* _Data for this exercise_
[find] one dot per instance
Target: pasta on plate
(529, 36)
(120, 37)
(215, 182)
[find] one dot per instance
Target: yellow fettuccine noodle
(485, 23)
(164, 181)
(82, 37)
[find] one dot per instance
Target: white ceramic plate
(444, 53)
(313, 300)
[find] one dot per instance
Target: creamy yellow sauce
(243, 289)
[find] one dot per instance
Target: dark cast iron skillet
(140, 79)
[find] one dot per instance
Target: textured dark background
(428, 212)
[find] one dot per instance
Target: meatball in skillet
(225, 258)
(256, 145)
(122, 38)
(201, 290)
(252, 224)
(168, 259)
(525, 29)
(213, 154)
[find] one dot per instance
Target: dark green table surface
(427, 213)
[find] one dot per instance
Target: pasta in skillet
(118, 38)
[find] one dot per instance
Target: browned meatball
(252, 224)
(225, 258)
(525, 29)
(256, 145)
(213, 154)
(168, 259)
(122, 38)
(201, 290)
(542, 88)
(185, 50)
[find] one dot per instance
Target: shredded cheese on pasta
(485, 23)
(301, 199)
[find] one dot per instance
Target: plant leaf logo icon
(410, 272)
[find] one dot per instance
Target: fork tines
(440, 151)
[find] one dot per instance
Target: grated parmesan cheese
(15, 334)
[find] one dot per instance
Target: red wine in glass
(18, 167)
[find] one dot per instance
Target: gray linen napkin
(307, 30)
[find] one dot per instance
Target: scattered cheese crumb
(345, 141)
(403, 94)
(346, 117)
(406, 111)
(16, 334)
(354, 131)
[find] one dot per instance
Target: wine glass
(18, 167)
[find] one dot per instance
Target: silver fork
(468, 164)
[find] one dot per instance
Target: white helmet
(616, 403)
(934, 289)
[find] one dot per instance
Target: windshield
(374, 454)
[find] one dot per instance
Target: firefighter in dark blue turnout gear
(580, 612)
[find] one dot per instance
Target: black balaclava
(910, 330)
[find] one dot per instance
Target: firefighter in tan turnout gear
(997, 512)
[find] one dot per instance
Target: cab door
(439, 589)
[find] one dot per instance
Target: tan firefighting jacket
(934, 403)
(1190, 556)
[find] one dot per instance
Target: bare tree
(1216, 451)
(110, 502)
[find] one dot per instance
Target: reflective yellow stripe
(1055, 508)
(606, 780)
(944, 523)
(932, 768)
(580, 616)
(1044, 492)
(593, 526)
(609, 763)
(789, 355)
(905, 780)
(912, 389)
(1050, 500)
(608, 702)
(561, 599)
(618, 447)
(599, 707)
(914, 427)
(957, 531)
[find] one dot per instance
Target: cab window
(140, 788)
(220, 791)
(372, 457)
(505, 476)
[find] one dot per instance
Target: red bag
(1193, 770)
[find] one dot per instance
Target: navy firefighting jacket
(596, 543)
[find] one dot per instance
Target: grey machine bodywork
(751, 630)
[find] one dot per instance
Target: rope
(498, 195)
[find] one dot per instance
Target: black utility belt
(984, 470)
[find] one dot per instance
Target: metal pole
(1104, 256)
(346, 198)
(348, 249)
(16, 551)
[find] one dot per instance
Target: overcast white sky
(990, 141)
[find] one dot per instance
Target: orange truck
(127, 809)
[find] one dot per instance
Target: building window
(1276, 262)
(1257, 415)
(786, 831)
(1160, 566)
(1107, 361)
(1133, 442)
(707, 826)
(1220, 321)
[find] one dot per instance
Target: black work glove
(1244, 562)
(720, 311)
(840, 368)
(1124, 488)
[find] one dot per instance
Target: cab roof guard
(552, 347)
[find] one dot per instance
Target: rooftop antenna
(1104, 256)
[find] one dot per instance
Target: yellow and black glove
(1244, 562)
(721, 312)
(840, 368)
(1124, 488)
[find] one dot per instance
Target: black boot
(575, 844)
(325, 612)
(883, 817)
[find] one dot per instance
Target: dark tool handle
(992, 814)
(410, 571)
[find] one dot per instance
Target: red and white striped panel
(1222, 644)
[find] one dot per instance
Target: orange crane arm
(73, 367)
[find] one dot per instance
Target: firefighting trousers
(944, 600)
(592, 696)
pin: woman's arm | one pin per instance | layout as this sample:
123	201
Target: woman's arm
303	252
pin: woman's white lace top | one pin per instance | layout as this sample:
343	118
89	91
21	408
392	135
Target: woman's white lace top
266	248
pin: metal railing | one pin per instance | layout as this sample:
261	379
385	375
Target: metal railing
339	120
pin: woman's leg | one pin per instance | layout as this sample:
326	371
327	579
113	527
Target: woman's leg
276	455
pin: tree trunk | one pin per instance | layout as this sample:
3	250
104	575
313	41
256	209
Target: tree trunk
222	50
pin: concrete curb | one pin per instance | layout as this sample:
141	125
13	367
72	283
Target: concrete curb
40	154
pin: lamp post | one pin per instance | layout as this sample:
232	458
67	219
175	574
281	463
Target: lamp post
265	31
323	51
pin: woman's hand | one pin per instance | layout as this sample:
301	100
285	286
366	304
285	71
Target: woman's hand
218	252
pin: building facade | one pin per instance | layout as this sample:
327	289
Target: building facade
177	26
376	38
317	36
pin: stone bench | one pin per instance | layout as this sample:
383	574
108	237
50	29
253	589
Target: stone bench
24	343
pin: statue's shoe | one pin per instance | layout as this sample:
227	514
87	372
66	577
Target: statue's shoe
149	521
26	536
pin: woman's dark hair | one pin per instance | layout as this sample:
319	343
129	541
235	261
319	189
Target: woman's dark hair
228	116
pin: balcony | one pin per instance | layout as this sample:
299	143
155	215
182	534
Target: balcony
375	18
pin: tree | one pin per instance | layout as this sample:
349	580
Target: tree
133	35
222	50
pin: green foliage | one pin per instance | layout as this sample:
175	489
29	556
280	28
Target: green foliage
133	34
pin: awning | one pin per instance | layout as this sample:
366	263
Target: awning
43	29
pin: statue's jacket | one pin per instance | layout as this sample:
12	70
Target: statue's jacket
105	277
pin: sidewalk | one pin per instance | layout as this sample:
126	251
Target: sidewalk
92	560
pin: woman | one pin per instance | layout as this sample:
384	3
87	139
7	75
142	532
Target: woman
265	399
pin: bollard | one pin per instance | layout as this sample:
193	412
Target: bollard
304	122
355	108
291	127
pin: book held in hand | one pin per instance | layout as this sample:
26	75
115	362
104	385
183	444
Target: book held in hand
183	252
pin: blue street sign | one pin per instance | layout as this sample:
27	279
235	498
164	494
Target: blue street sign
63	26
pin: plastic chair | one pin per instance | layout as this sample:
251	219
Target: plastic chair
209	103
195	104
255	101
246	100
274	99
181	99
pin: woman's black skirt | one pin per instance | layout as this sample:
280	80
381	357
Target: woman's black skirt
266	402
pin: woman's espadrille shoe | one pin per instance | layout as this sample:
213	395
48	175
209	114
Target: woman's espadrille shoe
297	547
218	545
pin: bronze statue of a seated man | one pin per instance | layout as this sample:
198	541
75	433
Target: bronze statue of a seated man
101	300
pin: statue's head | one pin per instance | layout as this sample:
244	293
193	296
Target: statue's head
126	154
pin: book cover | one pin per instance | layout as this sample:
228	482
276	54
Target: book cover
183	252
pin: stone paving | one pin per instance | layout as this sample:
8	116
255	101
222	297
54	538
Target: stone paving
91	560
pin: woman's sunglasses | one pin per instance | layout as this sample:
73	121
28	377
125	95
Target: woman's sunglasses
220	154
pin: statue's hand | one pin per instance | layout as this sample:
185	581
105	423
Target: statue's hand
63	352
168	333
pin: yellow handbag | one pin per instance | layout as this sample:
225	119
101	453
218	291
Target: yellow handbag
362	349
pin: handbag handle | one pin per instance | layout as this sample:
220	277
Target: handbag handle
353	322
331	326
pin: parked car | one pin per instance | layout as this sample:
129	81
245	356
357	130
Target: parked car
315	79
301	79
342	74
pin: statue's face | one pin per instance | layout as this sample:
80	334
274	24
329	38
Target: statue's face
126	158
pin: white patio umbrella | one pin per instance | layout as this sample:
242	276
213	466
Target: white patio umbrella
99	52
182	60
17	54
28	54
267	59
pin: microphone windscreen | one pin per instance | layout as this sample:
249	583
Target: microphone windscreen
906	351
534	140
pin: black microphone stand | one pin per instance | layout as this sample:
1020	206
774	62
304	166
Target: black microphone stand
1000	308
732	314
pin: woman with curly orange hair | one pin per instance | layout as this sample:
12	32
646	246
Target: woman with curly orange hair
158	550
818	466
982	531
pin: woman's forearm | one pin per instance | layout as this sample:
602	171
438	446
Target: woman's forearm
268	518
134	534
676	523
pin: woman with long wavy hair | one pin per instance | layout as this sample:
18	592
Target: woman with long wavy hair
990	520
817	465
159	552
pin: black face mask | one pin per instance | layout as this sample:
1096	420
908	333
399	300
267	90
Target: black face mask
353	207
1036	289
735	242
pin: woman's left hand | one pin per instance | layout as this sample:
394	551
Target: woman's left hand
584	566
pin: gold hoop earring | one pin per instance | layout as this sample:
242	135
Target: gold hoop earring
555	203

* _Work required_
Reproduce the material unchanged, starting at the line that contains "pin: microphone windscreen" and continuing through the last line of the material.

* _Result of this task_
pin: microphone windscreen | one pin per instance | layout as this sample:
249	583
Target: microphone windscreen
906	351
534	140
pin: black microphone stand | one pin per instance | layout as this sample:
1020	206
774	62
304	166
Target: black microphone stand
1000	308
732	314
pin: woman with curly orange hair | one pin per instance | layout as this sample:
12	32
646	246
Target: woman with curly orange hair
158	550
818	466
982	531
pin: woman's forearm | one pin per instance | layout as this sample:
602	171
438	446
Target: woman's forearm
268	518
134	534
676	523
pin: woman with long wavy hair | one pin per instance | layout as this sample:
18	592
Target: woman with long wavy hair
990	520
817	465
159	552
pin: black face mask | one pin per instance | layout as this sample:
1096	420
908	333
399	300
267	90
Target: black face mask
353	207
1036	289
735	242
pin: woman's left hand | one pin per instance | layout as this sample:
394	551
Target: woman's left hand
584	566
pin: gold hoop earring | one pin per instance | layout as this sample:
242	135
Target: gold hoop earring
555	203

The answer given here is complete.